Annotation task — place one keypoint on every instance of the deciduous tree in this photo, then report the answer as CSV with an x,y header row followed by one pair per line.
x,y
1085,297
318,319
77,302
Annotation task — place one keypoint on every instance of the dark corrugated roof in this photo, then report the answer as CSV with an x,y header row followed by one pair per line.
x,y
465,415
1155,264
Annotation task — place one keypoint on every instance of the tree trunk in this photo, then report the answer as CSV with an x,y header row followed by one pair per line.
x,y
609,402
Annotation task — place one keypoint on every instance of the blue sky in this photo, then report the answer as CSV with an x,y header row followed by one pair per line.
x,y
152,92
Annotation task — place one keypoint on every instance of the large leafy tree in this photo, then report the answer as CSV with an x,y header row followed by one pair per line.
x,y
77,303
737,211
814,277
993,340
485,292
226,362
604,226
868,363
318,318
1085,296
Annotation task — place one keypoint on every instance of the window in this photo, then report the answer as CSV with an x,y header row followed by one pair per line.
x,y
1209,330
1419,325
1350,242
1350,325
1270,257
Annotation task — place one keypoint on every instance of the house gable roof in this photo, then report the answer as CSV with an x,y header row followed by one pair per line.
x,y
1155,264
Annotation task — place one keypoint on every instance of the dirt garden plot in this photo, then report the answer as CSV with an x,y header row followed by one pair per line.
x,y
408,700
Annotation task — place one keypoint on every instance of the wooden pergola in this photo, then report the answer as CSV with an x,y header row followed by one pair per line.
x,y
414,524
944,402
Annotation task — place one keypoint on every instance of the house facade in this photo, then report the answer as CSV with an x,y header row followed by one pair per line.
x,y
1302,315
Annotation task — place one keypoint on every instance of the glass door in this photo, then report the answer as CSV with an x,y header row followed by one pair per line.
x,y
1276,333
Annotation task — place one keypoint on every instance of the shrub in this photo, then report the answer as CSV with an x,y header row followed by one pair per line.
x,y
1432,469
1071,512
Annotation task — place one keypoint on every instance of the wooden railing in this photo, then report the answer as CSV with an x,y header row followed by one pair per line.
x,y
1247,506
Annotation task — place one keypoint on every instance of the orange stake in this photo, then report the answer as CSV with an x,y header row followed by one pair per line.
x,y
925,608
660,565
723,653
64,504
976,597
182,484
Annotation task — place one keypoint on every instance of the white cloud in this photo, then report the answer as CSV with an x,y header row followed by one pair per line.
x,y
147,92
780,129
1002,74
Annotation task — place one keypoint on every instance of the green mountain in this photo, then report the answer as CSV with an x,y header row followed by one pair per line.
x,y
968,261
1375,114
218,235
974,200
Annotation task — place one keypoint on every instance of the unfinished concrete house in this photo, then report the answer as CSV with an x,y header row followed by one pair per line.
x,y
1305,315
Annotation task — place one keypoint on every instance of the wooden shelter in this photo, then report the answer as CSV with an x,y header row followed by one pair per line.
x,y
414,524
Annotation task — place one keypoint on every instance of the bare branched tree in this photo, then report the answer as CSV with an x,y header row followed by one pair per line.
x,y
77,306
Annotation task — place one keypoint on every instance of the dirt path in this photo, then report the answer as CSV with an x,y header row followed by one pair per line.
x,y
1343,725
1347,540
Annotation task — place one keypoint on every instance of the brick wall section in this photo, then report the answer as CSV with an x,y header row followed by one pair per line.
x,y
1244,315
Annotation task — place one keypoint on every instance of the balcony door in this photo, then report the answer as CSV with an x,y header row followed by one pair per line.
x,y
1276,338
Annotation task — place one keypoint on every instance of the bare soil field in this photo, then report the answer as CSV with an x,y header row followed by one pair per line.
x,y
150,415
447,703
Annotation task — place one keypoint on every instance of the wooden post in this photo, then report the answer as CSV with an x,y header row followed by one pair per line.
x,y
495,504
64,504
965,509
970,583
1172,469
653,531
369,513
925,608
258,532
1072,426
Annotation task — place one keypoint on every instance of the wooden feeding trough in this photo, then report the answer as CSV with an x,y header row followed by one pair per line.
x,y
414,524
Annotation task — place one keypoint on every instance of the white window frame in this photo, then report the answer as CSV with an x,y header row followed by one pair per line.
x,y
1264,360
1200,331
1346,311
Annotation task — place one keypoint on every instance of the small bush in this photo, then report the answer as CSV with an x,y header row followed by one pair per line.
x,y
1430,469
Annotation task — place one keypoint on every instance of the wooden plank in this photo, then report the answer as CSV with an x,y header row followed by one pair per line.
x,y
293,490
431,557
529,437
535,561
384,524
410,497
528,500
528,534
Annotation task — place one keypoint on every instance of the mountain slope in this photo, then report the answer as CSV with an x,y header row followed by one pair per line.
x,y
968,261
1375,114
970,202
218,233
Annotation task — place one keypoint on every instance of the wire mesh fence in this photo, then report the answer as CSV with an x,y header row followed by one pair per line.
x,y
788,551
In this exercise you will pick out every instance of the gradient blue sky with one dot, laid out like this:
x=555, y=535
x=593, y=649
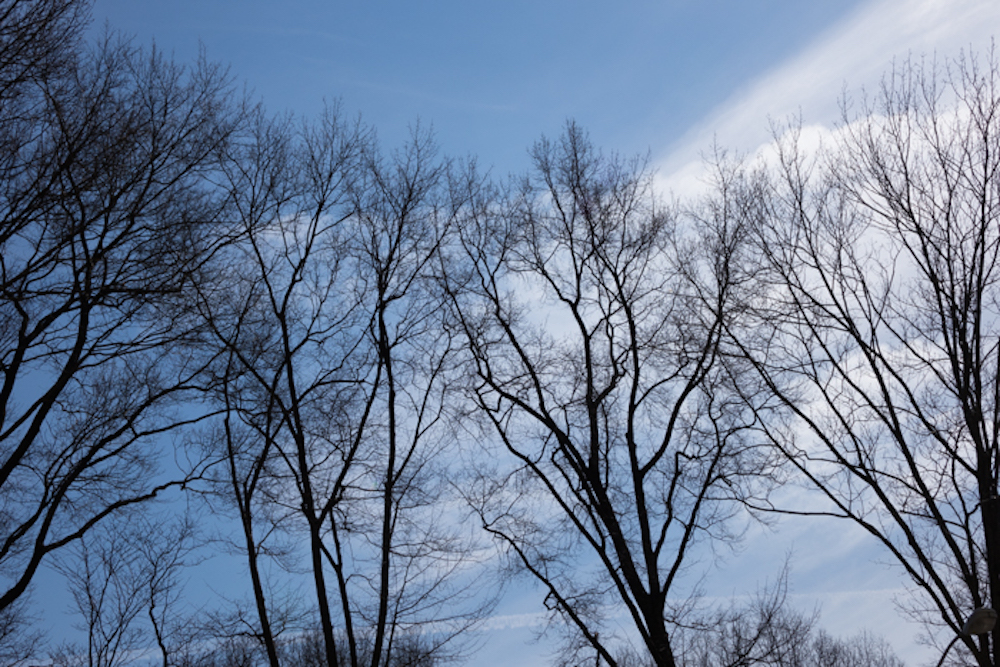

- [Task brief]: The full listing, reproduced exactly and without pictures, is the expected output.

- [Response to this task]:
Annotation task — place one keypoint on every instance of the deciduous tree in this photo, then report the answer as CSV with an x,y header row followed by one pair per line.
x,y
1085,297
318,319
77,302
Annotation task — place one keypoint on every instance of the dark corrugated roof in this photo, then report the answer as CSV with an x,y header row followed by one pair per line.
x,y
465,415
1155,264
Annotation task — place one keypoint on every instance of the tree trunk in this photo, then report the answer as CSV with an x,y header row followed by one pair per line.
x,y
609,402
Annotation task — place one keypoint on every instance of the blue sky in this photo, then report the answer as CSV with an x,y header row followed by one pair per line.
x,y
152,92
Annotation task — place one keypoint on every instance of the large leafy tree in this photo, then report the answer as CSV with an x,y header row followed by one pair per line.
x,y
77,303
737,211
814,277
993,340
485,292
226,362
604,226
868,363
318,318
1085,296
Annotation task — place one keypoint on every instance of the window in this photo, then report the answer as CSV with an x,y header row followed by one pair per line.
x,y
1209,330
1419,325
1350,242
1350,325
1270,257
Annotation task — place one keypoint on every instance of the house gable roof in this photo, then report the answer as CSV with an x,y header row followed by one pair per line.
x,y
1155,264
Annotation task — place one keypoint on every instance of the dirt garden plot in this photo, then report the answer as CSV with an x,y header row followed by one pair per line.
x,y
408,700
Annotation task — place one keypoint on every instance of the wooden pergola in this photo, then report the answer as CSV with an x,y header row followed by one pair per line.
x,y
414,524
944,402
Annotation task — place one keypoint on every instance of the house facade in this photo, then report the answer as CSV with an x,y header row followed by one pair per line.
x,y
1302,315
Annotation task — place one keypoint on every instance of the glass door in this photo, then report the answer as CSV with an x,y header row followed by one pair per line.
x,y
1276,333
Annotation task — place one keypoint on every instance of the shrub in this photo, then report the answer as CSV with an x,y header row followed by one pair per line.
x,y
1432,469
1071,512
Annotation task — place one keypoint on every instance of the wooden railing in this photo, then report the answer as CSV with an x,y header row followed by one pair per line.
x,y
1247,506
Annotation task — place one keypoint on every instance of the orange stake in this photo, then report the answer as CSV with an x,y header row followed by one pair per line.
x,y
925,608
660,565
723,653
64,504
976,597
182,484
Annotation task — place one keypoint on every instance of the white cloud in this photo, then report the answer as CSV with an x,y header row followed by one pair per line.
x,y
147,92
780,129
1002,74
Annotation task — place one keypoint on every instance of the green mountain in this photo, then report the answer as CSV with an x,y header row followed by one pair per line.
x,y
968,261
1375,114
218,235
974,200
Annotation task — place one keypoint on every instance of the unfinished concrete house in this photo, then report the answer as CSV with an x,y header row followed by one pair per line.
x,y
1305,315
Annotation task — place one keypoint on every instance of the wooden shelter in this photo, then report the answer as CSV with an x,y header row followed by one pair per line.
x,y
414,524
Annotation task — place one keypoint on every instance of the bare branched tree in this photo, then report the answer as CSV with an x,y header row followed by one pair per line.
x,y
77,306
Annotation task — place one keypoint on every instance of the dirt path in this photo, then report the answer as CSV with an x,y header row followed by one pair per line.
x,y
1343,725
1347,540
Annotation task — place one keypoint on every instance of the brick wall section in this photo, then report the answer as CSV with an x,y header row followed by one pair per line.
x,y
1244,315
Annotation task — place one keypoint on every instance of the balcony door in this photo, then report the answer as CSV with an x,y header row followed by one pair per line.
x,y
1276,338
Annotation task — place one keypoint on every instance of the bare soil field in this photo, then report the answer as CSV with an x,y header row followed by one pair per line.
x,y
150,415
447,703
Annotation task — place one keypoint on every instance of the wooden post in this photo, then report the answer as CSV with an x,y header row followed by one pair per line.
x,y
495,504
64,504
965,509
970,583
1172,469
653,531
369,513
925,608
258,532
1072,426
Annotation task — place one keypoint on every instance of the wooden feeding trough in this photo, then report the answer as CSV with an x,y header row followed by one pair per line.
x,y
414,524
Annotation task — place one keypoint on every instance of the white window frame in this photo, then report the answer as CSV with an x,y header row followed by one pair per line.
x,y
1264,360
1200,331
1346,311
Annotation task — place one keypoint on every instance of the small bush in this photo, then report the answer as CSV with an x,y header row followed by one pair per line.
x,y
1430,469
Annotation task — place one keypoint on every instance of the wooden plank in this photo, then report the answer as CSV with an x,y header row followed by one pair per line.
x,y
293,490
431,557
529,437
535,561
384,524
410,497
528,500
528,534
Annotation task — place one keypoint on every instance of the mountain slope in this photo, then report the answer as CSV with an x,y header row followed by one pair per line.
x,y
968,261
1375,114
970,202
218,233
Annotation task — place one keypoint on every instance of the wire mesh fence in this photo, then report the answer as CSV with an x,y header row followed by one pair per line.
x,y
788,551
In this exercise you will pick out every instance of the gradient blue sky with one dot, laid out like this:
x=555, y=535
x=593, y=649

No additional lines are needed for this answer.